Exercise input section start

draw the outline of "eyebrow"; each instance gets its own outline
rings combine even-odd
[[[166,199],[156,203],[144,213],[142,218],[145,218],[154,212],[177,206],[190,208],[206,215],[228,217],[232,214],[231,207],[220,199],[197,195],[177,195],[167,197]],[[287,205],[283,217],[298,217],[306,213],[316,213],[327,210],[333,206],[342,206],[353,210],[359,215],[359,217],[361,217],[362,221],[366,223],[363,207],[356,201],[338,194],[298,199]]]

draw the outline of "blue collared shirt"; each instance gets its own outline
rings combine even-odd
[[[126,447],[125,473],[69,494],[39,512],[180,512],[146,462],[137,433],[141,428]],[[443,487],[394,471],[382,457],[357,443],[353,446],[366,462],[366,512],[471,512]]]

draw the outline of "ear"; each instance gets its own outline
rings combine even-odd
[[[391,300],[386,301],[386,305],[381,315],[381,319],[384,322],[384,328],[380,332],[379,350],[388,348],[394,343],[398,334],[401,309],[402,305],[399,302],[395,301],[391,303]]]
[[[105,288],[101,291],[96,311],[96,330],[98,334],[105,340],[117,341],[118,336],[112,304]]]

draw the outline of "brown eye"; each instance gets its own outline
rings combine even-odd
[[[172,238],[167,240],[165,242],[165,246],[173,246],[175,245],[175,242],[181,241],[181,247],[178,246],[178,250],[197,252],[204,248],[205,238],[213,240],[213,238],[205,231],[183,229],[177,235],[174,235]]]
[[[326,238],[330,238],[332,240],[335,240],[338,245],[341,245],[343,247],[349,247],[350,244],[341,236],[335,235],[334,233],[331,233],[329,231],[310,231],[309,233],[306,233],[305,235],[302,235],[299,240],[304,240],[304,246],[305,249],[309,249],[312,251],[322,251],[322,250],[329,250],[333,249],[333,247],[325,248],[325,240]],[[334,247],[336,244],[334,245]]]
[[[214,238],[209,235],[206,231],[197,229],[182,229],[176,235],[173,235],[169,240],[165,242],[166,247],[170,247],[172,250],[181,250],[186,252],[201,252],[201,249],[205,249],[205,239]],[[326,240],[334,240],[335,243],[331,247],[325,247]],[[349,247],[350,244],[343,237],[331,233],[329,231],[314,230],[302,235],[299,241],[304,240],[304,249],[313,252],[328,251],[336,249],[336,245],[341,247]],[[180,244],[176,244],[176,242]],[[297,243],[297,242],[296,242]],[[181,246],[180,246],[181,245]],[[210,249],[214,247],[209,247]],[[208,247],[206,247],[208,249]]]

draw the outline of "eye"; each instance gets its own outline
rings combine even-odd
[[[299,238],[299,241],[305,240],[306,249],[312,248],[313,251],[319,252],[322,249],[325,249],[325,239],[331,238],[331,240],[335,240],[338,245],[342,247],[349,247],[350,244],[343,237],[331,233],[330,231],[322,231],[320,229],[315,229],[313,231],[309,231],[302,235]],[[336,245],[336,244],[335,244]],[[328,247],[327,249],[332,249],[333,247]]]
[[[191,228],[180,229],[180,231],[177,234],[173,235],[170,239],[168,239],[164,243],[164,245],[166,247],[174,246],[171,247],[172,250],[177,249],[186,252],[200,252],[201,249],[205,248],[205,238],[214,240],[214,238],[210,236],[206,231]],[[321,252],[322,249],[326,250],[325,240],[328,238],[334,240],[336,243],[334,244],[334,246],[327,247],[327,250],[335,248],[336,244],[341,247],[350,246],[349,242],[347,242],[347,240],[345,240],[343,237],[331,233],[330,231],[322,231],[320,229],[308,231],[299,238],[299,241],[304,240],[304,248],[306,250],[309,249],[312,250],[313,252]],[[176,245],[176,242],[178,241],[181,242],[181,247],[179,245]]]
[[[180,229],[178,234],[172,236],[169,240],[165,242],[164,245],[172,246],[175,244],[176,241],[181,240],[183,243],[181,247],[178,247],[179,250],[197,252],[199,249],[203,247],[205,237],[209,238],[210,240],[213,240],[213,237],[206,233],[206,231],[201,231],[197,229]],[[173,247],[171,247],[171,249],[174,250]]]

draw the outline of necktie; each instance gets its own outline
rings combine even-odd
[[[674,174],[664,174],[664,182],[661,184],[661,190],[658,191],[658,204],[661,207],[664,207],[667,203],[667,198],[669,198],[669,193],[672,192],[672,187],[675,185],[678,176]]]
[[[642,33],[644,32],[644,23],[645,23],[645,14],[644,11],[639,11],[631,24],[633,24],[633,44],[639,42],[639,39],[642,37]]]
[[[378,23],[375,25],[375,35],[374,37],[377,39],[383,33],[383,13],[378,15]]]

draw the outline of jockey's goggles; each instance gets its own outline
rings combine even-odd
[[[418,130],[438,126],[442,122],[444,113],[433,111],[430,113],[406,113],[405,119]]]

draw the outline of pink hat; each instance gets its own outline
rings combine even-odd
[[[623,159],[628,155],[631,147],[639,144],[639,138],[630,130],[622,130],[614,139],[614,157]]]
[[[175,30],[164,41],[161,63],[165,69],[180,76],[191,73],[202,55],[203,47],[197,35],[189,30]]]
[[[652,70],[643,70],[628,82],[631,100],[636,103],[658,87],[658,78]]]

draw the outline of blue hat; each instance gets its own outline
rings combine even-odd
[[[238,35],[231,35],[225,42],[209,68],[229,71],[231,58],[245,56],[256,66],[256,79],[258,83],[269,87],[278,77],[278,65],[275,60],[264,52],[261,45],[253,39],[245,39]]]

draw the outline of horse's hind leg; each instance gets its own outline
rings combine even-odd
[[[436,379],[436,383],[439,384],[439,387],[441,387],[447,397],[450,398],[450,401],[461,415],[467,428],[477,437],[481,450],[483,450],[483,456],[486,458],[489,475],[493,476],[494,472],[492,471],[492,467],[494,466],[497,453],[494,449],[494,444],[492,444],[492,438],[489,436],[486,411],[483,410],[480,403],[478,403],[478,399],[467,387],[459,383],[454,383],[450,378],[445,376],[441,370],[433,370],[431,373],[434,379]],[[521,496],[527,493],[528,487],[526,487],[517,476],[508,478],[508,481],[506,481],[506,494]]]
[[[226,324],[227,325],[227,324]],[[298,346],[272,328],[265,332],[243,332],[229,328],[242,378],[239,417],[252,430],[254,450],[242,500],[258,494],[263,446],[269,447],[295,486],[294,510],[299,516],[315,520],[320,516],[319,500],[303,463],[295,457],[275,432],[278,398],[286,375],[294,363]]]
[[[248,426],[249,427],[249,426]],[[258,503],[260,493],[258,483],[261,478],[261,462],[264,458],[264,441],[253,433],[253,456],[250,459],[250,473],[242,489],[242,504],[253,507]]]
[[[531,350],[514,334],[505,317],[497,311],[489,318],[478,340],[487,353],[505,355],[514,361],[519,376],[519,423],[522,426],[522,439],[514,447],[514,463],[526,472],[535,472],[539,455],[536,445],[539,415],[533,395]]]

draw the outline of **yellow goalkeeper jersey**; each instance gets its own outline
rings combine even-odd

Exercise input section end

▸ Task directions: Which of the lines above include the string "draw"? Pick them out and copy them.

▸ Expected answer:
draw the outline of "eyebrow"; each instance gets its own outline
draw the outline of "blue collared shirt"; each instance gets its own outline
draw the outline of "ear"; each instance gets its own outline
draw the outline of "brown eye"; each instance gets its own outline
draw the outline of "eye"; each instance gets its own outline
draw the outline of necktie; each instance gets its own outline
draw the outline of jockey's goggles; each instance gets its own outline
draw the outline of pink hat; each instance gets its own outline
draw the outline of blue hat; each instance gets its own outline
draw the outline of horse's hind leg; each instance gets its own outline
draw the outline of **yellow goalkeeper jersey**; each instance gets its own outline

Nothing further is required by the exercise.